#### Dataset extract
☆ ☆ ☆ ☆ ☆ ☆ ☆

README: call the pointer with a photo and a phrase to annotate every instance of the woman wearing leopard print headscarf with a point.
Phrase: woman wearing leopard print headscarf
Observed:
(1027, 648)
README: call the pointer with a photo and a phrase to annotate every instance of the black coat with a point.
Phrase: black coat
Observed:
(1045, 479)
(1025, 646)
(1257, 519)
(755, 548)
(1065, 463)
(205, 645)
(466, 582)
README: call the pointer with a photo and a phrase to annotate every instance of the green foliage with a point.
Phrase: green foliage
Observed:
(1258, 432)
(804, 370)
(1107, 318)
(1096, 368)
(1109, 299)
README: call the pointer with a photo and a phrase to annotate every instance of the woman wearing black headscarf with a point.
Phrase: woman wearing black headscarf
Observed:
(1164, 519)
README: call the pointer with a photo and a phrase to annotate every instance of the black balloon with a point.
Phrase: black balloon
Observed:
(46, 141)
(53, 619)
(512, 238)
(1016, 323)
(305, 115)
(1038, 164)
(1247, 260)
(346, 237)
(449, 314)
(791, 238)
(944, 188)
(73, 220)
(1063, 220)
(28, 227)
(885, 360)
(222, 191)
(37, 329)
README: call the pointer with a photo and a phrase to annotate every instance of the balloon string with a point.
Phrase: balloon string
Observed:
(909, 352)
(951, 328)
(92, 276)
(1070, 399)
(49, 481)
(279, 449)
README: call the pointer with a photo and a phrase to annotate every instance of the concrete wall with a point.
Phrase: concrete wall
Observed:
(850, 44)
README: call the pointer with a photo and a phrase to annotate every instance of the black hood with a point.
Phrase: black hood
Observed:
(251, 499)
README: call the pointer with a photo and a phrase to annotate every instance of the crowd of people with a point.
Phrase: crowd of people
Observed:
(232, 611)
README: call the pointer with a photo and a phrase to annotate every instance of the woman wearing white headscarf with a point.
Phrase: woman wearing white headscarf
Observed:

☆ ☆ ☆ ☆ ☆ ☆ ☆

#### Your goal
No lines before the one containing "Phrase: crowd of people" belong in the answer; write out that line and each one after it exactly, through the end of the records.

#### Exercise response
Phrase: crowd of people
Observed:
(232, 611)
README: call the pointer with a photo and a phrase to annotate every instance of the woman wearing white headscarf with a point.
Phrase: woman wearing white headscarf
Observed:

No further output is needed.